# What to produce
Read the lines below. Copy out any that hold the string "Target".

# Source material
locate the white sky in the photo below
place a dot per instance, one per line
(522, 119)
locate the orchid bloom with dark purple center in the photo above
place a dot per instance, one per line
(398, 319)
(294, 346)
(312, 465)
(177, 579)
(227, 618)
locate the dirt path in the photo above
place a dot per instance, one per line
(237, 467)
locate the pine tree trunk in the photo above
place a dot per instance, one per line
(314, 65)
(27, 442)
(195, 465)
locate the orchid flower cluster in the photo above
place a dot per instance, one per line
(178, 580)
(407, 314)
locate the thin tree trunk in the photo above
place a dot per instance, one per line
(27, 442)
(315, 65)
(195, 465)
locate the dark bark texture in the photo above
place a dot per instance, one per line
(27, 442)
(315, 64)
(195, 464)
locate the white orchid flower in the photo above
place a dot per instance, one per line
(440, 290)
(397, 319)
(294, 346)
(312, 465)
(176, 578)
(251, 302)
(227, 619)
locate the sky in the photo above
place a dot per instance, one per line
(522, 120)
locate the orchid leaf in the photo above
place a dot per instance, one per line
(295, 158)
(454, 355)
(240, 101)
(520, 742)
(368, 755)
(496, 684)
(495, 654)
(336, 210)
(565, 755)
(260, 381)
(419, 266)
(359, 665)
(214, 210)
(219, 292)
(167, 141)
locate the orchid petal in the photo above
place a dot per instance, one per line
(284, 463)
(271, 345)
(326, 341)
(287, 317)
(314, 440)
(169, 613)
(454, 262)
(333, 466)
---
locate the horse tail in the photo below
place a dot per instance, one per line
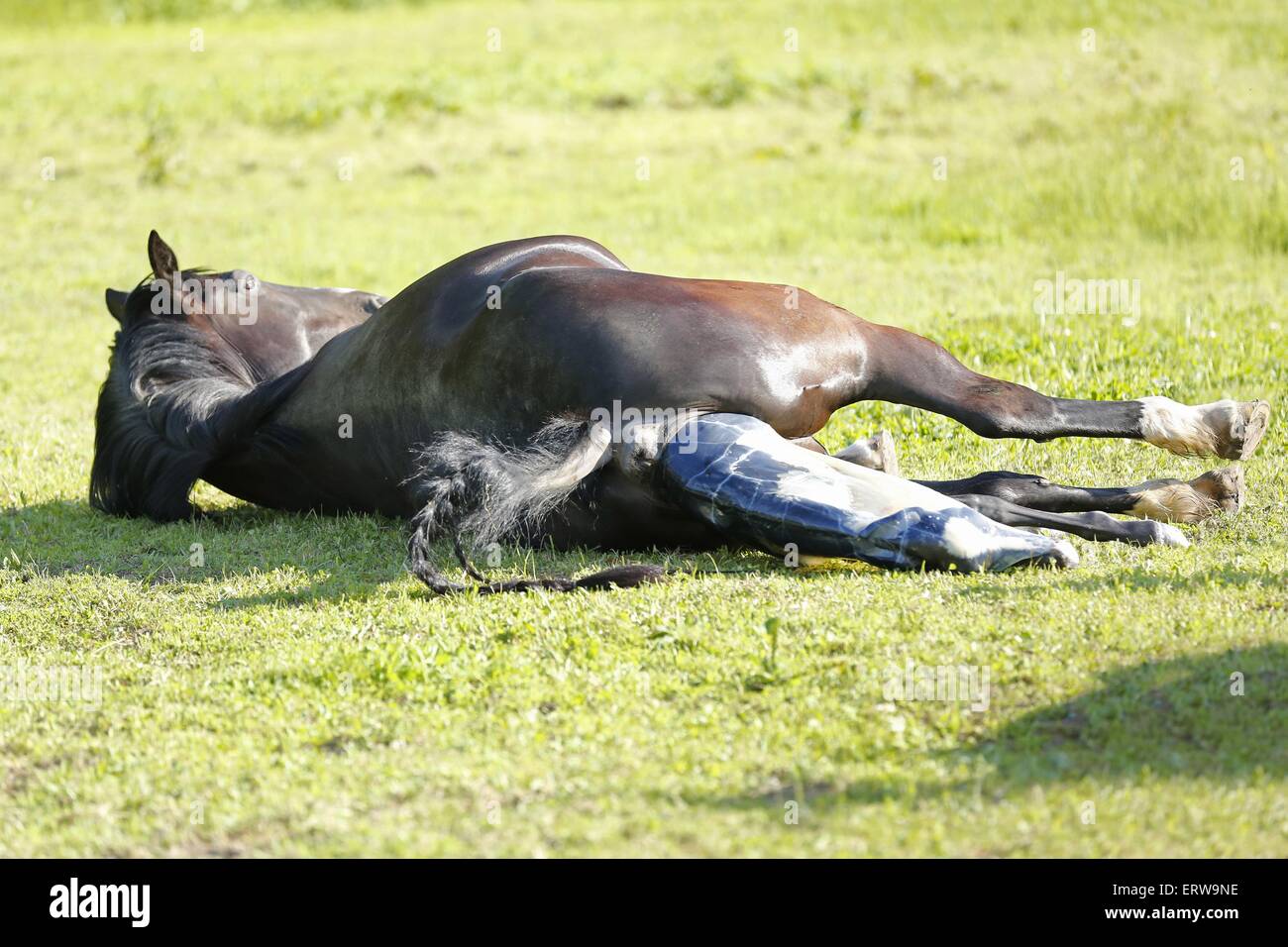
---
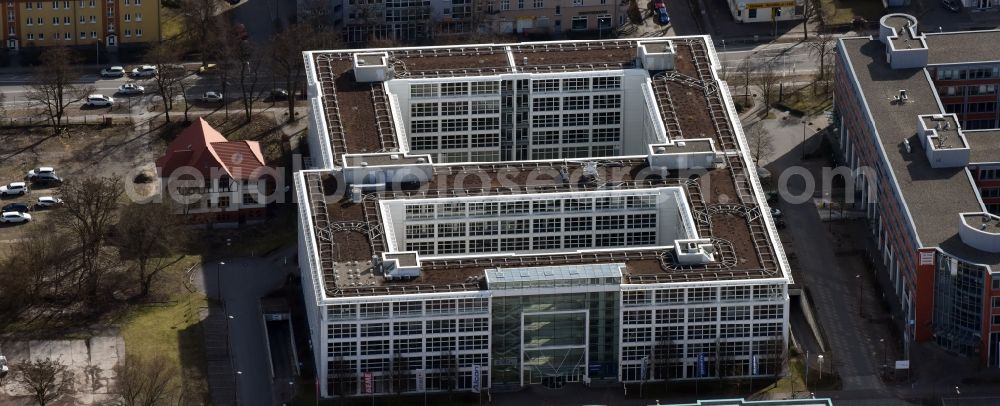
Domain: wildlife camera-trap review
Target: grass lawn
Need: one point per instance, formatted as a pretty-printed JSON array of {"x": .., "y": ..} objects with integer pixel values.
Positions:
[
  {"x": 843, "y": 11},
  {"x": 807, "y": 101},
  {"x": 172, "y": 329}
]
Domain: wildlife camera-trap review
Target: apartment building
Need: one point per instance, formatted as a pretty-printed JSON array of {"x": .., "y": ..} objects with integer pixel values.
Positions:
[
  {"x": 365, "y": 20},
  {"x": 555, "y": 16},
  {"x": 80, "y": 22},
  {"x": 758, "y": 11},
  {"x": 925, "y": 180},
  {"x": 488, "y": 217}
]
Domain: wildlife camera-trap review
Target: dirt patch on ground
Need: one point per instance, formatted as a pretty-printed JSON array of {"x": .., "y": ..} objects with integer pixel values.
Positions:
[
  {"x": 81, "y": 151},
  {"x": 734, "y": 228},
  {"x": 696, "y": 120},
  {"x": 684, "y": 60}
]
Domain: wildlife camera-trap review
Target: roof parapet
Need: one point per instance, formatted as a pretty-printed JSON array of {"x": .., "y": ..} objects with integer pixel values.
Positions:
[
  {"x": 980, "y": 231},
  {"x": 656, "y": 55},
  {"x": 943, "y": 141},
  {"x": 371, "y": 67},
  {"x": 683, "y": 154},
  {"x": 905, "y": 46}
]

# Task answer
Target: grass lawn
Target: apartment building
Target: dirt patch on ground
Target: roof parapet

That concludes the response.